Stand Firm If an Addict Refuses to Get Help

You can't force an addict to get help after they've relapsed.

You can try and drag them to a treatment center and force them to check in. But often times, that will only make them resent you and won't lead to them getting the help they need.

You can, however, set terms for your relationship with an addict and then stick to them until they get the help they need.

For instance, you can let an addict know that, as long as they don't get help, you won't provide them with money, a place to live, or even food.

This might sound harsh to you, and you might not be ready to set these kinds of boundaries just yet. But if someone has relapsed and is using substances or drinking heavily again, it could be an effective way to get them to reconsider the way they're living their lives.

It might take a while before they realize they need to make a change. But by standing firm, you will let the addict know that you want to see them get help at any cost.

Continue to Provide an Addict With Encouragement

Even if you decide to cut an addict off financially, you shouldn't stop loving them and providing the encouragement they need.

Dealing with an addiction can be very lonely and can make people feel completely hopeless. This is especially true once addiction starts severing some of the close relationships they've formed over the years.

While you might not be in a position to help an addict out by providing them with a place to live or other basic necessities anymore, that doesn't mean you have to stop showing them support and encouraging them.

Each and every time you speak with them, you should let them know that you love them and that you want to see them make the positive changes in their lives that you know they're capable of making.

This might not yield results right away. But it will, at the very least, plant a seed in an addict's mind and let them know they're not alone in their fight.

Make Sure You're Taking Care of Yourself

Those who have close friends or family members dealing with addiction have a tendency to put all of their efforts into helping others overcome adversity without concern for their own well-being.

Many of them don't eat or sleep much, and as a result, they start to suffer from physical and mental health problems.

You aren't going to be able to help anyone if your health starts to decline. So rather than putting all of your energy into helping an addict who has relapsed, you should take time to care for yourself as well.

You should make sure you're eating healthy foods and getting the right amount of sleep at night. You should also take part in fun activities that will allow you to put your worries aside for a while for the good of your mental health.

========================================================================

Assignment 1
Please reproduce the stretch of the addiction article from "You can try" through "living their lives.".
Assignment 2
Carry on the addiction article from its final sentence.
The entries that follow come from a different source than the addiction article.

Data for review
========================================================================

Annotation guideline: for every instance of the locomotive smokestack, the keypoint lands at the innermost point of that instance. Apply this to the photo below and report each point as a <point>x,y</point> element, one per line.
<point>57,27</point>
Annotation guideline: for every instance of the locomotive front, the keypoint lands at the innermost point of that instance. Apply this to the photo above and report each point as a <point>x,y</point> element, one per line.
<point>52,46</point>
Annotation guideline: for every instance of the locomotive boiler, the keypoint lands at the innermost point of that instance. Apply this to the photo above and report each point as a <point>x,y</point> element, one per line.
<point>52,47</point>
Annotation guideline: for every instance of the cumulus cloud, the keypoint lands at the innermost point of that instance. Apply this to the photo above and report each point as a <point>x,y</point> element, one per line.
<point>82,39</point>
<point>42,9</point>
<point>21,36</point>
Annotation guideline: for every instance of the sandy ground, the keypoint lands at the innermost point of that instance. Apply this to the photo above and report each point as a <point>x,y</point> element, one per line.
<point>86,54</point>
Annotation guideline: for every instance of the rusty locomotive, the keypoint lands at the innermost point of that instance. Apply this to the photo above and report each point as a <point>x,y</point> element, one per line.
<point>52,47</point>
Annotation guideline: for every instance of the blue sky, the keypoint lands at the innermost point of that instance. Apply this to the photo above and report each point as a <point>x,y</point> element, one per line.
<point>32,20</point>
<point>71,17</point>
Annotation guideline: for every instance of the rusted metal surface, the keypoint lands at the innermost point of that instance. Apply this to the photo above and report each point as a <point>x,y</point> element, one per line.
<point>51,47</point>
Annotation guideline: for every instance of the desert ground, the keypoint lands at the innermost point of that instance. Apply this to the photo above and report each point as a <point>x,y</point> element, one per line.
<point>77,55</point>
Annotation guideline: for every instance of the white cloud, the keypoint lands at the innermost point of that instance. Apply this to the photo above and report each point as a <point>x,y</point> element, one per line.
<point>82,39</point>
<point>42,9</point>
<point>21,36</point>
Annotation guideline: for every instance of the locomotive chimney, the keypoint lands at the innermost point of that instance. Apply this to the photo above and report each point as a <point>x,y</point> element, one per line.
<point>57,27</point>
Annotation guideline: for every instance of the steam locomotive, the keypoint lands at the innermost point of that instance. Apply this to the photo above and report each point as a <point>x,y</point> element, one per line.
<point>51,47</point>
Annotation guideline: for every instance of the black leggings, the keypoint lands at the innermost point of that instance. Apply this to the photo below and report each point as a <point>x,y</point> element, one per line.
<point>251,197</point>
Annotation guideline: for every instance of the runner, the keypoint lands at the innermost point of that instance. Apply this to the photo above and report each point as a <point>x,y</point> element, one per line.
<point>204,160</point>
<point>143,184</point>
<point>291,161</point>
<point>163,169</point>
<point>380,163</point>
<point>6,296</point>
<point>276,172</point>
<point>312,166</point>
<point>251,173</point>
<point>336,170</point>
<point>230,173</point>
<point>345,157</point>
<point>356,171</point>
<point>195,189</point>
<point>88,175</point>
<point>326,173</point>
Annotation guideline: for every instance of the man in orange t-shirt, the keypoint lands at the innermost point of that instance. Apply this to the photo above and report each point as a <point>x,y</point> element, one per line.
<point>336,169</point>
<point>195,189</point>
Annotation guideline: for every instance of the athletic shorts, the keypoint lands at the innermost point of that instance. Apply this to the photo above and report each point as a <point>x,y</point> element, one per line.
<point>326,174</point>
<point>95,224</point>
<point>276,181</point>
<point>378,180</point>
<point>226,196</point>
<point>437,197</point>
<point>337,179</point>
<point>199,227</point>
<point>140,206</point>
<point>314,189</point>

========================================================================

Output 1
You can try and drag them to a treatment center and force them to check in. But often times, that will only make them resent you and won't lead to them getting the help they need.

You can, however, set terms for your relationship with an addict and then stick to them until they get the help they need.

For instance, you can let an addict know that, as long as they don't get help, you won't provide them with money, a place to live, or even food.

This might sound harsh to you, and you might not be ready to set these kinds of boundaries just yet. But if someone has relapsed and is using substances or drinking heavily again, it could be an effective way to get them to reconsider the way they're living their lives.

Output 2
Additionally, you should consider seeing a therapist or joining a support group to share your thoughts on addiction with others. You will be surprised by how much it will help you, which will, in turn, help your loved one as well.

Resist the Urge to Give Up on an Addict

It can be so discouraging to hear that someone you love has relapsed while fighting addiction.

It can be especially discouraging if you've been there every step of the way and have seen them make great strides.

It's why so many people think about giving up on their loved ones when they relapse. It can start to feel like you're fighting a losing battle when an addict just can't seem to get and stay clean.

Despite the discouragement you might feel, you should resist the urge to give up on an addict completely. You should continue to provide them with the support they'll need to beat addiction and understand that relapse doesn't mean a person has failed.

Relapse is one more stumbling block on the road to recovery for addicts. An addict can overcome relapse and get back on the right path in no time. They'll just need a little help to do it.

You can provide them with that help, and you can allow them to overcome the addiction that has plagued them. But you can only do it if you stay involved and refuse to quit on your loved one.

Getting Help for Someone Who Has Relapsed

Do you know someone who has relapsed recently?

You might not know where to turn to get them the help they need. But there are plenty of excellent treatment programs available for those who have relapsed. Find the one that will help them the most and then encourage them to get back to treating their addiction.